__EXTRACT__.
┄┄┄┄┄┄┄┄┄┄┄┄┄┄┄┄┄┄┄┄

Tara: Got it. So you’re really focused on the print work.
Tara: And then you’re dropping that off for the finished sewing.
Erin: Yeah, exactly. And so my … my expertise is really in prototyping the product, creating, you know, exactly what I want it to look like, figuring out the pattern, the layout, the color, all of those kind of aesthetic elements, and then I hand that off to a local production partner, and they actually manufacture it using the … the fabrics that I’ve chosen, the fabrics that I’ve printed on. You know, I still do a lot of the direct silk screen printing onto the fabric, so that’s, you know, that’s still very much my responsibility, and that’s something that I could outsource, but at this point, I really choose not to, because it’s probably where the heart of the business is for me. I think in a lot of ways, that will probably be, even though it would be an easy … easy part to hand off to a production partner, it’s something that I still really cling to.
Maybe in a sort of irrational way, because I love that part of the process, and I still feel so deeply connected to it. For me, the sewing was something that I felt more comfortable handing off, because the passion for sewing isn’t as … it’s not there as much to me as for the print-making side. So yeah, I think there’s definitely things that I’ve done to kind of relieve some of that stress around taking in bigger orders, because that’s the worst, right? If you can’t … if you can’t scale up your business to meet that higher demand, if … if getting a big order like that only represents stress and anxiety and oh my God, I can’t handle this much work, then you know, your business is naturally going to be limited to working with much smaller partners and not being able to reach that wider audience, and I didn’t want to limit myself in that way.
Tara: All right, let’s talk about this pricing piece for a little bit, because of course, that’s a big challenge for people as well.
Erin: Oh, yeah.
Tara: How are you going to price your work so that it still sells, so that West Elm can still sell it …
Tara: And make what they want to make? How can you price it so that you’re still profitable, even when you’re outsourcing all this extra work as well?

┄┄┄┄┄┄┄┄┄┄┄┄┄┄┄┄┄┄┄┄

__ITEMS__.

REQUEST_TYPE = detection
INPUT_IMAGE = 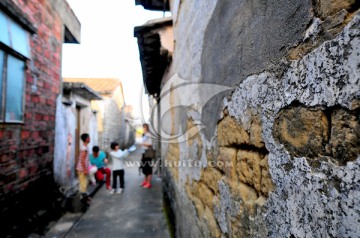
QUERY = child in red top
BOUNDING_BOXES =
[76,133,90,195]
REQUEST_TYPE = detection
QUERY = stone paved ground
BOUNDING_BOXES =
[46,151,170,238]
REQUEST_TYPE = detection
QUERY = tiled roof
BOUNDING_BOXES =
[64,78,122,94]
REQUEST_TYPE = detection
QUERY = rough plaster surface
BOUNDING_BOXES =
[225,13,360,237]
[201,0,312,138]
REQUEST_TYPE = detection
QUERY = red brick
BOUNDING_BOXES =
[35,113,42,121]
[21,131,30,139]
[31,95,40,103]
[18,168,28,179]
[31,131,40,139]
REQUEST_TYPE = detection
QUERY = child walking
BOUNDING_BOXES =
[76,133,90,197]
[110,142,129,194]
[90,146,111,190]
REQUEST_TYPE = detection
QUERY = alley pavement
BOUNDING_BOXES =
[46,150,170,238]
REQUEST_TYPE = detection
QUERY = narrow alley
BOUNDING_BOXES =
[45,147,170,238]
[0,0,360,238]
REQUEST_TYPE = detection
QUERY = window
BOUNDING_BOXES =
[0,10,30,122]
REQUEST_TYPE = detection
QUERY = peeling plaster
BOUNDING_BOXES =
[225,13,360,237]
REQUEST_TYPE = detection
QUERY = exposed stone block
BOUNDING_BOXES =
[318,0,356,19]
[274,106,329,158]
[204,208,221,238]
[330,109,360,165]
[198,182,214,210]
[185,181,205,218]
[203,167,222,194]
[250,116,265,148]
[236,150,262,192]
[218,116,250,146]
[218,147,238,181]
[260,155,274,197]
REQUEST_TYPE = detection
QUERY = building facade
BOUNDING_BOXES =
[137,0,360,238]
[64,78,135,151]
[0,0,80,237]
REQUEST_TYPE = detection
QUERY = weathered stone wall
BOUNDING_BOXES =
[162,0,360,237]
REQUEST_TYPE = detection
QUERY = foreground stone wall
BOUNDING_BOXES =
[162,0,360,237]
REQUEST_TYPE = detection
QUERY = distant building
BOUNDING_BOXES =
[0,0,80,237]
[54,82,102,192]
[134,0,360,237]
[64,78,135,151]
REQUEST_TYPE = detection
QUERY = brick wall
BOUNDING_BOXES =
[0,0,76,236]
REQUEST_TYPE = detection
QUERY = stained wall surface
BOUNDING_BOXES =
[162,0,360,237]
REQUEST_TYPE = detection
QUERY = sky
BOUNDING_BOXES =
[62,0,169,117]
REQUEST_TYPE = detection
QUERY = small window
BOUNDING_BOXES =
[0,11,30,123]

┄┄┄┄┄┄┄┄┄┄┄┄┄┄┄┄┄┄┄┄

__OBJECTIVES__.
1. In the interview, what part of the work does Erin still do herself instead of outsourcing it?
2. Reproduce the stretch of the interview from "Tara: All right, let’s" through "work as well?" word for word.

__EXPECTED ANSWERS__.
1. The direct silk screen printing onto the fabric.

2.
Tara: All right, let’s talk about this pricing piece for a little bit, because of course, that’s a big challenge for people as well.
Erin: Oh, yeah.
Tara: How are you going to price your work so that it still sells, so that West Elm can still sell it …
Tara: And make what they want to make? How can you price it so that you’re still profitable, even when you’re outsourcing all this extra work as well?